--- Object outline annotations ---
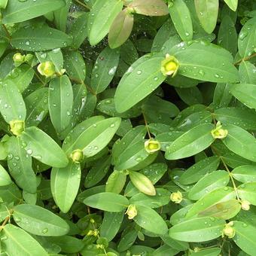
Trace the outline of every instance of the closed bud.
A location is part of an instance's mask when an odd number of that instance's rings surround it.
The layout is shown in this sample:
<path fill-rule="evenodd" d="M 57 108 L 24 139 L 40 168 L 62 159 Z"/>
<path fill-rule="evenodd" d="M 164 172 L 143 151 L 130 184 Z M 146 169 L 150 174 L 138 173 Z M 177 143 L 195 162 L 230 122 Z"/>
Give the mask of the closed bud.
<path fill-rule="evenodd" d="M 132 220 L 135 216 L 137 215 L 137 210 L 135 205 L 130 205 L 127 208 L 126 214 L 128 215 L 128 218 Z"/>
<path fill-rule="evenodd" d="M 158 151 L 161 146 L 158 141 L 150 139 L 145 142 L 144 144 L 145 149 L 149 154 L 152 154 Z"/>
<path fill-rule="evenodd" d="M 14 66 L 18 66 L 25 62 L 26 56 L 22 55 L 20 53 L 17 53 L 13 56 L 13 59 L 14 61 Z"/>
<path fill-rule="evenodd" d="M 227 130 L 222 129 L 222 126 L 219 121 L 217 122 L 216 128 L 212 130 L 212 137 L 215 139 L 224 139 L 227 137 L 228 131 Z"/>
<path fill-rule="evenodd" d="M 174 56 L 166 55 L 166 59 L 161 62 L 161 72 L 163 75 L 171 75 L 173 78 L 178 72 L 179 64 Z"/>
<path fill-rule="evenodd" d="M 183 197 L 180 191 L 173 192 L 171 194 L 170 200 L 175 203 L 180 203 L 182 201 Z"/>
<path fill-rule="evenodd" d="M 38 71 L 41 75 L 50 78 L 55 75 L 55 66 L 51 61 L 46 61 L 38 65 Z"/>
<path fill-rule="evenodd" d="M 79 163 L 84 159 L 84 153 L 81 150 L 76 149 L 71 154 L 70 158 L 74 163 Z"/>
<path fill-rule="evenodd" d="M 14 120 L 10 122 L 11 132 L 17 136 L 20 136 L 25 130 L 25 123 L 21 120 Z"/>
<path fill-rule="evenodd" d="M 244 211 L 248 211 L 250 209 L 251 203 L 247 200 L 241 201 L 241 209 Z"/>
<path fill-rule="evenodd" d="M 232 227 L 233 225 L 233 221 L 230 221 L 228 224 L 225 224 L 225 227 L 222 230 L 222 237 L 224 237 L 224 236 L 227 236 L 228 238 L 233 238 L 235 236 L 236 231 L 233 227 Z"/>

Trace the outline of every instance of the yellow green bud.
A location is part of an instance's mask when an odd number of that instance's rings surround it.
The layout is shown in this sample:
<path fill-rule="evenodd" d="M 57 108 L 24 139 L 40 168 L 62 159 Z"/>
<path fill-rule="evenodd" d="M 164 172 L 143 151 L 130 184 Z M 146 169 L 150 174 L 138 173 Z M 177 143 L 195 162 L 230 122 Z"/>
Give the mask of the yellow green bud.
<path fill-rule="evenodd" d="M 161 148 L 160 142 L 153 139 L 150 139 L 145 141 L 144 146 L 145 146 L 145 149 L 146 150 L 146 151 L 149 154 L 157 152 Z"/>
<path fill-rule="evenodd" d="M 222 129 L 222 126 L 219 121 L 217 122 L 216 128 L 212 130 L 212 137 L 215 139 L 224 139 L 227 137 L 228 131 L 227 130 Z"/>
<path fill-rule="evenodd" d="M 174 56 L 166 55 L 166 59 L 161 62 L 161 72 L 163 75 L 171 75 L 173 78 L 178 72 L 179 64 Z"/>
<path fill-rule="evenodd" d="M 20 136 L 25 130 L 25 122 L 21 120 L 14 120 L 10 122 L 11 132 L 17 136 Z"/>
<path fill-rule="evenodd" d="M 248 211 L 250 209 L 251 203 L 247 200 L 241 201 L 241 209 L 244 211 Z"/>
<path fill-rule="evenodd" d="M 135 216 L 137 215 L 137 210 L 135 205 L 130 205 L 125 212 L 128 215 L 128 218 L 132 220 Z"/>
<path fill-rule="evenodd" d="M 47 78 L 53 76 L 56 72 L 55 66 L 51 61 L 46 61 L 39 64 L 38 71 L 41 75 L 44 75 Z"/>
<path fill-rule="evenodd" d="M 84 153 L 81 150 L 76 149 L 70 154 L 70 158 L 74 163 L 79 163 L 84 159 Z"/>
<path fill-rule="evenodd" d="M 175 203 L 180 203 L 183 200 L 182 194 L 180 191 L 173 192 L 171 194 L 170 200 Z"/>
<path fill-rule="evenodd" d="M 233 227 L 232 227 L 233 225 L 233 221 L 230 221 L 228 224 L 225 224 L 225 227 L 222 230 L 222 237 L 224 237 L 224 236 L 227 236 L 228 238 L 233 238 L 235 236 L 236 231 Z"/>

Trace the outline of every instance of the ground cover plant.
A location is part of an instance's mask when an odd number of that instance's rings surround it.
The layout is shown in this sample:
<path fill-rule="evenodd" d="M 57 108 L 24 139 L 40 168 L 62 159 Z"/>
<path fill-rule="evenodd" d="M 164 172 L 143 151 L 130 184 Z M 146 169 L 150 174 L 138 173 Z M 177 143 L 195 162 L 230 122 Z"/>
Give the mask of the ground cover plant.
<path fill-rule="evenodd" d="M 256 255 L 256 2 L 0 0 L 1 255 Z"/>

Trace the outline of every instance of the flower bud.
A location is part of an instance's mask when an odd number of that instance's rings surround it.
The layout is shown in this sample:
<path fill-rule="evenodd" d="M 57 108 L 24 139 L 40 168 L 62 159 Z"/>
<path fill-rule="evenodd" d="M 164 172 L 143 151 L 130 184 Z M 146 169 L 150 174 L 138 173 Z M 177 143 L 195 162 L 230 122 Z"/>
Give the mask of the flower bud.
<path fill-rule="evenodd" d="M 10 122 L 11 132 L 17 136 L 20 136 L 25 130 L 25 122 L 21 120 L 14 120 Z"/>
<path fill-rule="evenodd" d="M 20 53 L 17 53 L 13 56 L 13 59 L 14 61 L 14 66 L 19 66 L 20 64 L 25 62 L 26 56 L 22 55 Z"/>
<path fill-rule="evenodd" d="M 79 163 L 84 159 L 84 153 L 81 150 L 76 149 L 71 154 L 70 158 L 74 163 Z"/>
<path fill-rule="evenodd" d="M 128 215 L 128 218 L 132 220 L 135 216 L 137 215 L 137 210 L 135 205 L 130 205 L 127 208 L 126 214 Z"/>
<path fill-rule="evenodd" d="M 180 191 L 174 192 L 171 194 L 170 200 L 175 203 L 180 203 L 182 201 L 183 197 Z"/>
<path fill-rule="evenodd" d="M 241 209 L 244 211 L 248 211 L 250 209 L 251 203 L 247 200 L 241 201 Z"/>
<path fill-rule="evenodd" d="M 215 139 L 224 139 L 227 137 L 228 131 L 227 130 L 222 129 L 221 124 L 219 121 L 217 122 L 216 128 L 212 130 L 212 137 Z"/>
<path fill-rule="evenodd" d="M 227 236 L 228 238 L 233 238 L 236 235 L 235 230 L 232 227 L 233 222 L 230 221 L 225 224 L 224 230 L 222 230 L 222 236 Z"/>
<path fill-rule="evenodd" d="M 56 72 L 55 66 L 51 61 L 46 61 L 39 64 L 38 71 L 41 75 L 44 75 L 47 78 L 53 76 Z"/>
<path fill-rule="evenodd" d="M 144 144 L 145 149 L 149 154 L 152 154 L 158 151 L 161 146 L 158 141 L 150 139 L 145 142 Z"/>
<path fill-rule="evenodd" d="M 173 78 L 179 67 L 178 61 L 174 56 L 166 55 L 166 59 L 161 62 L 161 72 L 163 75 L 171 75 Z"/>

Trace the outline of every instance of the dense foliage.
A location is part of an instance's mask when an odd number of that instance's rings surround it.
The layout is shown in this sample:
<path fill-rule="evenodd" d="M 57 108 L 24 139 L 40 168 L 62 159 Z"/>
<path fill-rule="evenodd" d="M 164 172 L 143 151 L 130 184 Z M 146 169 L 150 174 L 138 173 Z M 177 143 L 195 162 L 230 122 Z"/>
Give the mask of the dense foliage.
<path fill-rule="evenodd" d="M 256 255 L 254 0 L 0 0 L 1 255 Z"/>

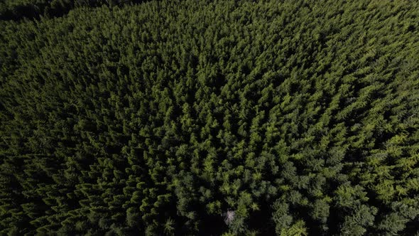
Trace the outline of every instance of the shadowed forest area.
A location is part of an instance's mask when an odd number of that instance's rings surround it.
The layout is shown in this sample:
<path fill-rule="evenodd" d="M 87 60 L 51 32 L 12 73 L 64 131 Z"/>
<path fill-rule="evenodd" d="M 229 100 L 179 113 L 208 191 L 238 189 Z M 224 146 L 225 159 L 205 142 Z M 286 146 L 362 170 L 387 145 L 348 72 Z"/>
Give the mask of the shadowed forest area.
<path fill-rule="evenodd" d="M 419 2 L 5 0 L 0 235 L 419 234 Z"/>

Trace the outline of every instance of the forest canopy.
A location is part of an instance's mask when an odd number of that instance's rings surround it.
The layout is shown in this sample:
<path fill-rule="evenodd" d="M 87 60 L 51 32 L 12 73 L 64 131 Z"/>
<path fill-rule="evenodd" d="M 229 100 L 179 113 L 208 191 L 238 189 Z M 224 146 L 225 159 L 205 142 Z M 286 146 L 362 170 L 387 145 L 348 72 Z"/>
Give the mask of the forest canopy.
<path fill-rule="evenodd" d="M 0 235 L 419 234 L 419 2 L 0 3 Z"/>

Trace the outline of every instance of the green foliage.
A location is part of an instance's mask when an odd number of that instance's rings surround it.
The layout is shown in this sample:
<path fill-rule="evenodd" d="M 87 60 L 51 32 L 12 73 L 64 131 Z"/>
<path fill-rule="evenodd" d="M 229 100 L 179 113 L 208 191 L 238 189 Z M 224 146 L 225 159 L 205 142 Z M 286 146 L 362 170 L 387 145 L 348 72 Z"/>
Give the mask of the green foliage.
<path fill-rule="evenodd" d="M 0 235 L 417 234 L 418 12 L 1 1 Z"/>

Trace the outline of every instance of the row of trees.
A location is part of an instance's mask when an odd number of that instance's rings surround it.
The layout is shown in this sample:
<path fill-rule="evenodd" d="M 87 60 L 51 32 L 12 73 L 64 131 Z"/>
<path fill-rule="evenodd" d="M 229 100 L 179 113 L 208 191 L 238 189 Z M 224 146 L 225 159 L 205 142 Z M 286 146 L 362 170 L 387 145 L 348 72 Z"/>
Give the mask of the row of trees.
<path fill-rule="evenodd" d="M 0 21 L 0 234 L 419 232 L 418 4 Z"/>

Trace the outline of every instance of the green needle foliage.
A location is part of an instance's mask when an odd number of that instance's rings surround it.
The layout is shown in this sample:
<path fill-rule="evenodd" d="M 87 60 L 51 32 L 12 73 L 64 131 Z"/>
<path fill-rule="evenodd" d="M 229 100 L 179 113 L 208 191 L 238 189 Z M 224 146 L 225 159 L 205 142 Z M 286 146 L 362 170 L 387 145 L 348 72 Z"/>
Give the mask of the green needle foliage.
<path fill-rule="evenodd" d="M 0 16 L 0 235 L 419 233 L 418 1 Z"/>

--- Exercise directions ---
Please rewrite the entries from the line with "Trace the outline of every instance of the shadowed" up to and including the line with "L 419 234 L", changing "forest canopy" to "tree canopy" and leaving everything else the same.

--- Answer for the task ---
Trace the outline of every instance of the shadowed forest area.
A location is part of an instance's mask when an odd number of that instance's rings surround it.
The layout is shown in this sample:
<path fill-rule="evenodd" d="M 87 60 L 51 32 L 12 73 L 64 131 Z"/>
<path fill-rule="evenodd" d="M 229 100 L 179 113 L 208 191 L 238 189 Z M 224 146 L 225 159 L 205 142 Z M 286 146 L 362 170 L 387 145 L 348 72 Z"/>
Give the mask of the shadowed forest area.
<path fill-rule="evenodd" d="M 419 2 L 5 0 L 0 235 L 419 234 Z"/>

Trace the outline of every instance of the tree canopy.
A location is part of an instance's mask when an odd number of that instance's rings surround it.
The layout is shown in this sample:
<path fill-rule="evenodd" d="M 87 60 L 51 32 L 12 73 L 64 131 Z"/>
<path fill-rule="evenodd" d="M 229 100 L 179 113 L 208 191 L 238 189 Z M 224 146 L 225 159 L 205 142 Z M 286 146 L 362 170 L 387 145 L 348 72 Z"/>
Give the mask of the tree canopy.
<path fill-rule="evenodd" d="M 0 235 L 419 234 L 419 2 L 0 3 Z"/>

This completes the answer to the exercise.